Qué hacer. Repite sin ningún cambio todas las líneas del listado que sigue.

(Listado de origen)
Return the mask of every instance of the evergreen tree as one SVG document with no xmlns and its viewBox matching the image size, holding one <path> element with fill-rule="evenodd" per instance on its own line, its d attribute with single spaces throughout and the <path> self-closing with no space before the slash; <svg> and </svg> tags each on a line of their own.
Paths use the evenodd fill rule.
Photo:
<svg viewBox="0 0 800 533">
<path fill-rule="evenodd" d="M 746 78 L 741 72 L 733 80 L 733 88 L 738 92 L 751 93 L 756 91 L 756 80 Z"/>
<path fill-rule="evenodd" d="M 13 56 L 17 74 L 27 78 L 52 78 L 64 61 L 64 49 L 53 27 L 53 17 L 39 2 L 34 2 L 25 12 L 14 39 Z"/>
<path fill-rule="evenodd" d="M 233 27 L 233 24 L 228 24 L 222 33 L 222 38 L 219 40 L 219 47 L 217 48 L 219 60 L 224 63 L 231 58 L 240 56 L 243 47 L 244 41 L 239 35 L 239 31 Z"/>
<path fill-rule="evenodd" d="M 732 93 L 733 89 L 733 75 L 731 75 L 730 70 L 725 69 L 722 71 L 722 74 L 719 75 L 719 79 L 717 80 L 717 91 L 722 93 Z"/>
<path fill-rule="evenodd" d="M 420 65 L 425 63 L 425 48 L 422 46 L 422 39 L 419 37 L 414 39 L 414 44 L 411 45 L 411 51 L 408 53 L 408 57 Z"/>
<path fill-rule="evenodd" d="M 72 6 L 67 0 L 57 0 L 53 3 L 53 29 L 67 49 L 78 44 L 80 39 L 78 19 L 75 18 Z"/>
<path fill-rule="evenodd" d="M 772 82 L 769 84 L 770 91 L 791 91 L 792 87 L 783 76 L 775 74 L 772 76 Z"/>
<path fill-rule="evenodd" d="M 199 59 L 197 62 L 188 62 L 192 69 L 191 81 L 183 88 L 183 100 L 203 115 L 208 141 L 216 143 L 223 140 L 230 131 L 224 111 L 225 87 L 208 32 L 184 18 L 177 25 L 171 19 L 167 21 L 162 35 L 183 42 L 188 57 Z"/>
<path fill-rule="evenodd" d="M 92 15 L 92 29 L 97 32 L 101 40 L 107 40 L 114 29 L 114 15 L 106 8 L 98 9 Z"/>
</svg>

Respuesta.
Return the mask of every instance of the evergreen tree as one SVG document with no xmlns and its viewBox matching the image size, holding one <path> element with fill-rule="evenodd" per instance on its own line, its d attribute with single spaces throughout and the <path> self-closing with no space before the slash; <svg> and </svg> tags each on a line of their own.
Paths use the evenodd fill rule.
Photo:
<svg viewBox="0 0 800 533">
<path fill-rule="evenodd" d="M 746 78 L 741 72 L 733 80 L 733 88 L 738 92 L 751 93 L 756 91 L 756 80 Z"/>
<path fill-rule="evenodd" d="M 13 56 L 17 74 L 27 78 L 52 78 L 64 61 L 64 49 L 53 27 L 53 17 L 39 2 L 34 2 L 25 12 L 14 39 Z"/>
<path fill-rule="evenodd" d="M 233 27 L 233 24 L 228 24 L 222 33 L 222 38 L 219 40 L 219 47 L 217 48 L 219 60 L 224 63 L 231 58 L 240 56 L 243 47 L 244 41 L 239 35 L 239 31 Z"/>
<path fill-rule="evenodd" d="M 732 93 L 733 89 L 733 75 L 731 75 L 730 70 L 725 69 L 722 71 L 722 74 L 719 75 L 719 79 L 717 80 L 717 91 L 722 93 Z"/>
<path fill-rule="evenodd" d="M 420 65 L 425 63 L 425 48 L 422 46 L 422 39 L 419 37 L 414 39 L 414 44 L 411 45 L 411 51 L 408 53 L 408 57 Z"/>
<path fill-rule="evenodd" d="M 72 6 L 67 0 L 57 0 L 53 3 L 53 29 L 67 49 L 78 44 L 80 39 L 78 19 L 75 18 Z"/>
<path fill-rule="evenodd" d="M 772 82 L 769 84 L 770 91 L 791 91 L 792 87 L 783 76 L 775 74 L 772 76 Z"/>
<path fill-rule="evenodd" d="M 199 59 L 197 62 L 188 62 L 192 69 L 191 81 L 183 88 L 183 100 L 203 115 L 208 141 L 216 143 L 223 140 L 230 131 L 224 111 L 225 87 L 208 32 L 184 18 L 177 25 L 171 19 L 167 21 L 162 35 L 183 42 L 188 57 Z"/>
<path fill-rule="evenodd" d="M 92 15 L 92 29 L 97 32 L 101 40 L 107 40 L 114 29 L 114 15 L 106 8 L 98 9 Z"/>
</svg>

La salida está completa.